Excerpted text ▸
◇ ◇ ◇ ◇

Thank you for this. I take it you know that, in March 1959, "The Vane Sisters" was published in Encounter, and VN set a competition to look for "a coded message that occurs on the last page of the story. A prize of one guinea is offered to the first five readers who crack the code." And, in the next issue, April 1959, VN offered his congratulations to the first five readers -- all named -- who had won their guinea by doing so. So he had hinted that there was a code, and roughly where it was, but had not yet revealed, the code.
 
When something like this recurs in Pale Fire and Transparent Things, and is alleged by Alexander Dolinin already to have been the basis of "Signs and Symbols", is it not justified to suspect that the communication of the dead, possibly "tongued with fire beyond the language of the living" but in a rather trivialising, puzzle-setting, table-tapping sense, is a kind of underlying metaphysics of VN's oeuvre? 
 
Anthony Stadlen
"Oakleigh"
2A Alexandra Avenue
GB - London N22 7XE
Tel.: +44 (0) 20 8888 6857
For Existential Psychotherapy and Inner Circle Seminars see:
http://anthonystadlen.blogspot.com

 
In a message dated 16/10/2012 02:59:39 GMT Daylight Time, glipon@INNERLEA.COM writes:
I agree rather strongly. If The Vane Sisters is a great short story 
it must be mainly for its descriptiveness, 
and not for its acrostic-ality. Nobody, I think, 
ever solved, independently, this puzzle. 
And without VN's revealing the answer, 
no one ever would solve it.

◇ ◇ ◇ ◇

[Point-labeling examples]

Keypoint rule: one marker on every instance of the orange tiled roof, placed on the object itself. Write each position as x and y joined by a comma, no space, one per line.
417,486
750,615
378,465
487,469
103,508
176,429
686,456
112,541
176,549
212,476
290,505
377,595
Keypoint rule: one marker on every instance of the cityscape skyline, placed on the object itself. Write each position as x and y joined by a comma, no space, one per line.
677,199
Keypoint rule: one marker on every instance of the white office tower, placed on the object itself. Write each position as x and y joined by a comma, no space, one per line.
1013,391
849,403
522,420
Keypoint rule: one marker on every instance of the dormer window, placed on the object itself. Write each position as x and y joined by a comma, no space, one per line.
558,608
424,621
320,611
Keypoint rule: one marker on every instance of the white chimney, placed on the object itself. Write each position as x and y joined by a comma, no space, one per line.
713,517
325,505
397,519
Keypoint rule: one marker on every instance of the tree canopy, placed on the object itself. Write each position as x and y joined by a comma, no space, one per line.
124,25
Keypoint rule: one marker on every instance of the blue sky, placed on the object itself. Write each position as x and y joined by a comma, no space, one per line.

◇ ◇ ◇ ◇

Goal A ▸ According to the message, in which publication did "The Vane Sisters" appear in March 1959?
Goal B ▸ Extract the passage from the message starting with "Thank you for" and going on through "yet revealed, the code.".
Goal C ▸ List every story or novel title that the message mentions.
The records stand apart from the message and are unrelated to it.

Task solution A ▸ Encounter

Task solution B ▸
Thank you for this. I take it you know that, in March 1959, "The Vane Sisters" was published in Encounter, and VN set a competition to look for "a coded message that occurs on the last page of the story. A prize of one guinea is offered to the first five readers who crack the code." And, in the next issue, April 1959, VN offered his congratulations to the first five readers -- all named -- who had won their guinea by doing so. So he had hinted that there was a code, and roughly where it was, but had not yet revealed, the code.

Task solution C ▸
"The Vane Sisters"
Pale Fire
Transparent Things
"Signs and Symbols"